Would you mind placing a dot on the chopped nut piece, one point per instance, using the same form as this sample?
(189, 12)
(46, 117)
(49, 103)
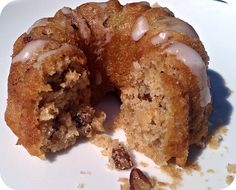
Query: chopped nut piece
(138, 181)
(120, 157)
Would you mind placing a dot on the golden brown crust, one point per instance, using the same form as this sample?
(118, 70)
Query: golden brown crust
(165, 88)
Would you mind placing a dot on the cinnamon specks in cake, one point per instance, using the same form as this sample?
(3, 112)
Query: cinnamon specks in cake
(120, 157)
(140, 28)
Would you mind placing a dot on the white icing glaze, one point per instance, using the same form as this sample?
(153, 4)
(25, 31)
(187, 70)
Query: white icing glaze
(193, 60)
(66, 10)
(47, 54)
(41, 22)
(145, 3)
(140, 28)
(160, 38)
(177, 25)
(79, 21)
(184, 28)
(30, 50)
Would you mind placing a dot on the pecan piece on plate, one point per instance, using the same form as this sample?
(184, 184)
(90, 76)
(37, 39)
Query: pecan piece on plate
(138, 180)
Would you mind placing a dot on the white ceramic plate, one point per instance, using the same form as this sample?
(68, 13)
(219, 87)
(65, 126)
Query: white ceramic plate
(216, 25)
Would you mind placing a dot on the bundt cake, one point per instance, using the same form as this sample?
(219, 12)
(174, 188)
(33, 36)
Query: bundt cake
(64, 64)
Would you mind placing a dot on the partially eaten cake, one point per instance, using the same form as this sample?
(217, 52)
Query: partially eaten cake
(64, 64)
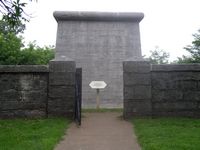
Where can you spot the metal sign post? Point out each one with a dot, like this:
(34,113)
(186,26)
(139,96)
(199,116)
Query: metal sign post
(98,85)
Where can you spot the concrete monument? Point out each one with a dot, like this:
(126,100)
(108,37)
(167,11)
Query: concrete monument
(99,42)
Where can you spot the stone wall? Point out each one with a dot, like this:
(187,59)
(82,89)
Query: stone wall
(176,90)
(161,90)
(23,91)
(99,42)
(38,91)
(137,88)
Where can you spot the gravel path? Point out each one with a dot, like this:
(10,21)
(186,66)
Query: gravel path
(100,131)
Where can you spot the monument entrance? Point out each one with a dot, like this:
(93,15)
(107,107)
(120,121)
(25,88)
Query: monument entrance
(99,42)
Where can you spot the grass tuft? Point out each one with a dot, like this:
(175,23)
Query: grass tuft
(31,134)
(168,133)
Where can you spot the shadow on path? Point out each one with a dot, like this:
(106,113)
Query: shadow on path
(100,131)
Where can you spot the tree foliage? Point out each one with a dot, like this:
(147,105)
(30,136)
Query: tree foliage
(13,13)
(13,51)
(193,49)
(159,56)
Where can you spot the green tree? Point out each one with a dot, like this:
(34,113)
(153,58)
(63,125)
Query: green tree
(13,12)
(193,49)
(36,55)
(13,52)
(159,56)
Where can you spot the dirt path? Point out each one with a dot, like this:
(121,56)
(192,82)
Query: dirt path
(100,131)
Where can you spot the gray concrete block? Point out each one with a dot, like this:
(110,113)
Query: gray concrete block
(136,66)
(137,92)
(136,78)
(99,48)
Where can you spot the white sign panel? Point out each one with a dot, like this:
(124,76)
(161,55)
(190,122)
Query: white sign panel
(98,84)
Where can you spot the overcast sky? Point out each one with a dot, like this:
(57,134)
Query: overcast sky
(168,24)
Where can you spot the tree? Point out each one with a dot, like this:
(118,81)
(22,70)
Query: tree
(159,56)
(13,12)
(13,52)
(193,49)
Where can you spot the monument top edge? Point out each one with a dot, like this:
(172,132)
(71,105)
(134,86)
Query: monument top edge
(97,16)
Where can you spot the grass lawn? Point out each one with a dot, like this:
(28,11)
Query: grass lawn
(91,110)
(168,133)
(35,134)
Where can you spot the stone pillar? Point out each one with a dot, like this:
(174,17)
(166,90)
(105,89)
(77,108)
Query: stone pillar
(137,88)
(61,97)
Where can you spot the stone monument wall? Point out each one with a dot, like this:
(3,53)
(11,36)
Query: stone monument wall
(99,42)
(23,91)
(38,91)
(161,90)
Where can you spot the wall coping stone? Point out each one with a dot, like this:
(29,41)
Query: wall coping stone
(97,16)
(23,68)
(175,67)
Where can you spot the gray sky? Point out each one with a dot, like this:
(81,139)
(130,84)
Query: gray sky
(168,24)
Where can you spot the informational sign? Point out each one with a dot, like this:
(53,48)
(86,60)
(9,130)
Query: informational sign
(98,84)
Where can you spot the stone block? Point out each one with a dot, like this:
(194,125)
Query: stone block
(61,91)
(136,79)
(61,78)
(136,66)
(191,96)
(175,106)
(62,66)
(137,92)
(166,95)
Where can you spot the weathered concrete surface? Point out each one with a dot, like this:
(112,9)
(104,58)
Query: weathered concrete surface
(161,90)
(100,131)
(61,98)
(137,88)
(23,91)
(176,90)
(99,42)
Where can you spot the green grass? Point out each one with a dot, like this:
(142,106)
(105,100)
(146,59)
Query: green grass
(91,110)
(168,133)
(35,134)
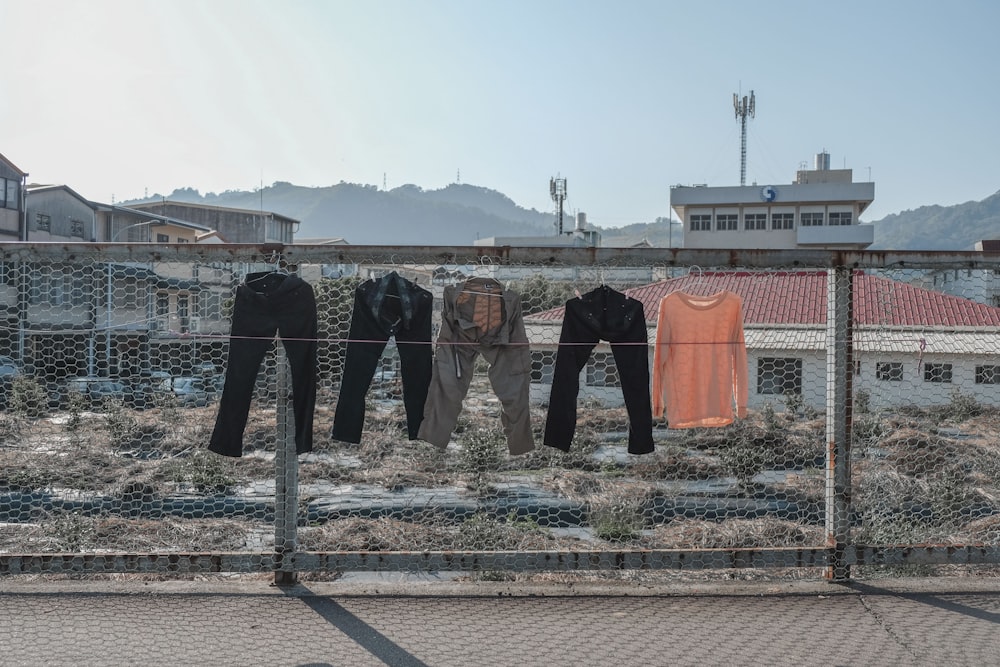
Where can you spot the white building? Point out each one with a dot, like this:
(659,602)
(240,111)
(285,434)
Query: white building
(912,346)
(821,209)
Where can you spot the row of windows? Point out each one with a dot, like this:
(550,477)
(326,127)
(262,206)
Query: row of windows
(892,371)
(729,222)
(43,223)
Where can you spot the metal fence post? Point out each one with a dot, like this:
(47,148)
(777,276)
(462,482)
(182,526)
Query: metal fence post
(286,485)
(840,373)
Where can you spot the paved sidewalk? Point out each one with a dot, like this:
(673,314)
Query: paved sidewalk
(886,622)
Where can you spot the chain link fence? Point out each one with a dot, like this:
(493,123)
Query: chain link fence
(865,440)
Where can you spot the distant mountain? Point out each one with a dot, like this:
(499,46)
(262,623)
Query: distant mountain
(407,215)
(956,227)
(459,214)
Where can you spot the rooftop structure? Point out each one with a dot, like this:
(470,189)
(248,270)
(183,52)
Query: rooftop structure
(820,209)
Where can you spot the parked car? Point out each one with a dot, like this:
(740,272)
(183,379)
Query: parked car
(144,388)
(95,390)
(191,391)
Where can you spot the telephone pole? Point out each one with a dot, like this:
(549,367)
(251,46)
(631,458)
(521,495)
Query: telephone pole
(743,107)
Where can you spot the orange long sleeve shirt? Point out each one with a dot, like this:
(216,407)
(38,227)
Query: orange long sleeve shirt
(700,360)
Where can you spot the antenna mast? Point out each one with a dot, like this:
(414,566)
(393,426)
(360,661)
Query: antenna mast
(557,188)
(743,108)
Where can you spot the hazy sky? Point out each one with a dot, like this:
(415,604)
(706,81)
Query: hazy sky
(120,98)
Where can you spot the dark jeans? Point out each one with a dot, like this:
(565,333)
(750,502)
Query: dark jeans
(602,314)
(265,304)
(388,307)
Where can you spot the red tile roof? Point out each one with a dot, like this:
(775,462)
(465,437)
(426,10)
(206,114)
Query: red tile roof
(799,297)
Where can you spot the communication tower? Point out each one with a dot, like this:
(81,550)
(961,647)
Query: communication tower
(743,107)
(557,188)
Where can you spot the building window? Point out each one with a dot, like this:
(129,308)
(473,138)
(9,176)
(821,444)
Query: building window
(727,222)
(988,374)
(543,365)
(779,375)
(11,187)
(782,221)
(131,294)
(162,304)
(602,371)
(701,223)
(55,287)
(937,372)
(889,371)
(753,221)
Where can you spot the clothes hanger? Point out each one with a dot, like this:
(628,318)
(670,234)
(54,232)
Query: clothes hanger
(699,281)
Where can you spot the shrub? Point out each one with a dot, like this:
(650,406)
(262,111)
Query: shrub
(28,397)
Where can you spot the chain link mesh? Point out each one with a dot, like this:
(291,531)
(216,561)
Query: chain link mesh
(113,365)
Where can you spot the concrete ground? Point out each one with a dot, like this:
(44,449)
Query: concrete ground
(951,621)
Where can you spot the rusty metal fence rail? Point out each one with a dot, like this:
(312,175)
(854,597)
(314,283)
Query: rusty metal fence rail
(866,438)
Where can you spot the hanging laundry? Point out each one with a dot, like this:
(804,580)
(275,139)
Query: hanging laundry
(700,360)
(480,317)
(602,314)
(267,303)
(387,307)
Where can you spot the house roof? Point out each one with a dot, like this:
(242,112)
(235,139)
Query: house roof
(153,205)
(11,165)
(799,298)
(36,188)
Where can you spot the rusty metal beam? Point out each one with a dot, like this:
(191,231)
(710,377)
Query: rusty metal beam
(503,255)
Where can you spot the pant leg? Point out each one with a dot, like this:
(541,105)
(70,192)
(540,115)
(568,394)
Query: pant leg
(415,365)
(633,370)
(298,328)
(576,342)
(451,376)
(360,363)
(253,329)
(510,377)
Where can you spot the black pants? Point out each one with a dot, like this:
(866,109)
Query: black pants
(384,308)
(602,314)
(265,304)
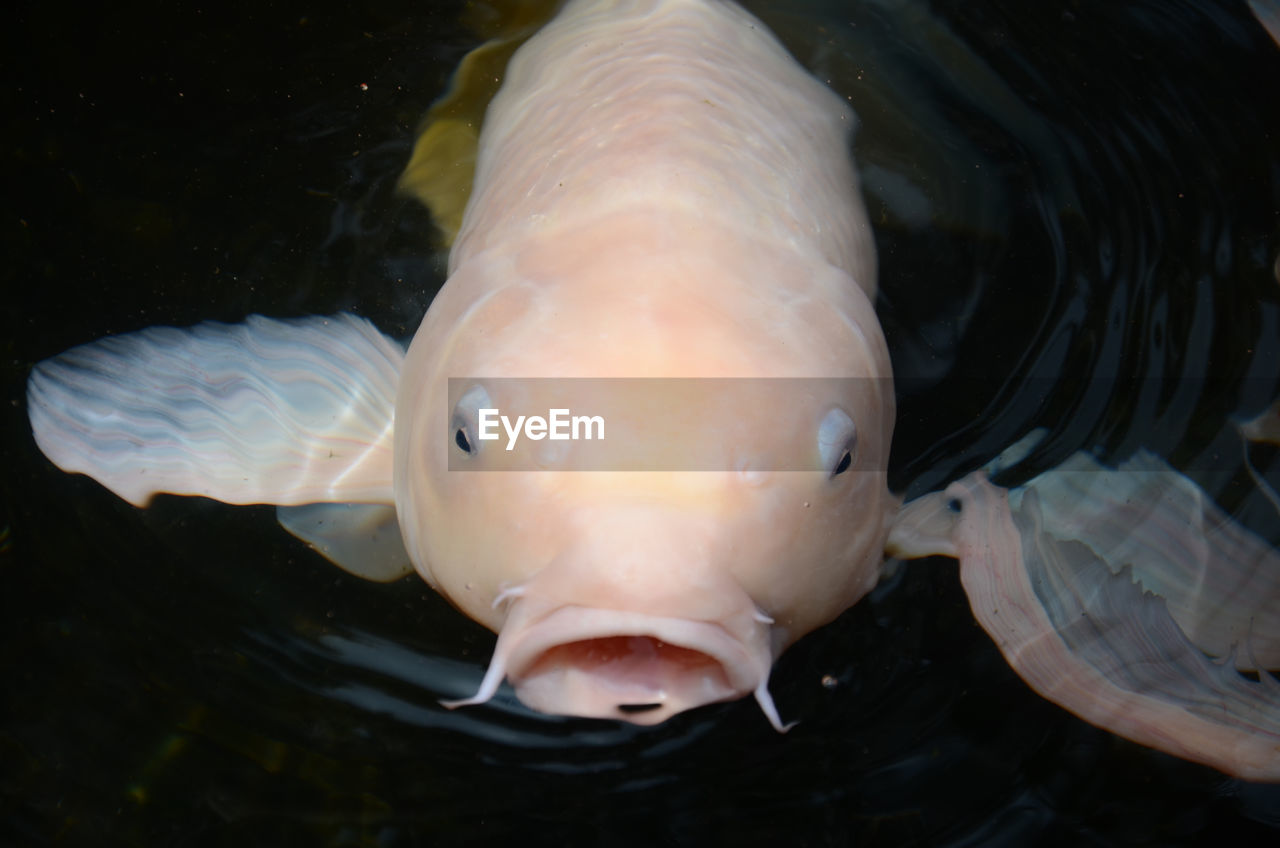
----------
* **Problem details**: Which lines of the data contain the string "using"? Copy each one.

* **Written answer**:
Would you mind placing a dot on the chopped nut piece, one point per instance, using the same form as this sample?
Would you mind placing a dot on the golden brown crust, one point per instance, using the same form as this sample?
Would you mind placing a dot on the cinnamon specks in cake, one point per instance, using the same form as this sample?
Would you mind placing a dot on the white icing glaze, one point per instance, using the same form as this sample?
Would you mind placing a dot on the pecan piece on plate, one point per instance, using the same form as this sample?
Would you mind placing a dot on the white ceramic plate, one point per instance, using the same form as this sample?
Would you mind placing a dot on the bundt cake, one point per instance, using the same form as this sample?
Would you mind placing a dot on the partially eaten cake, one point per instance, using the same form as this sample?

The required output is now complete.